DOCUMENT PASSAGE =>
By Liz Sly March 20 at 3:30 AM

 

 

General David Petraeus, who commanded U.S. troops during the 2007-2008 surge, was back in Iraq last week for the first time in more than three years. He was attending the annual Sulaimani Forum, a get-together of Iraqi leaders, thinkers and academics, at the American University of Sulaimaniya in northern Iraq’s Kurdistan region.

 

In his most expansive comments yet on the latest crisis in Iraq and Syria, he answered written questions from The Post’s Liz Sly, offering insights into the mistakes, the prosecution and the prospects of the war against the Islamic State, which he refers to by its Arabic acronym, Daesh.

 

How does it feel to be back in Iraq after four years away?

 

Iraq is a country I came to know well and the place where I spent some of the most consequential years of my life. So it has been a bit of an emotional experience to return here after my last visit in December 2011 as director of the CIA.  I was very grateful for the chance to be back to see old friends and comrades from the past.

 

That said, it is impossible to return to Iraq without a keen sense of opportunities lost. These include the mistakes we, the U.S., made here, and likewise the mistakes the Iraqis themselves have made. This includes the squandering of so much of what we and our coalition and Iraqi partners paid such a heavy cost to achieve, the continuing failure of Iraq's political leaders to solve longstanding political disputes, and the exploitation of these failures by extremists on both sides of the sectarian and ethnic divides.

EXERCISE INSTRUCTIONS => In the Petraeus interview text, what position did Petraeus hold during his last visit to Iraq in December 2011?

EXTRACTED MATERIAL =>
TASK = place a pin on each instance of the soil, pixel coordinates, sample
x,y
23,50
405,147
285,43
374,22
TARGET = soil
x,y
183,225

OUTPUT OF THE TASK => He was director of the CIA.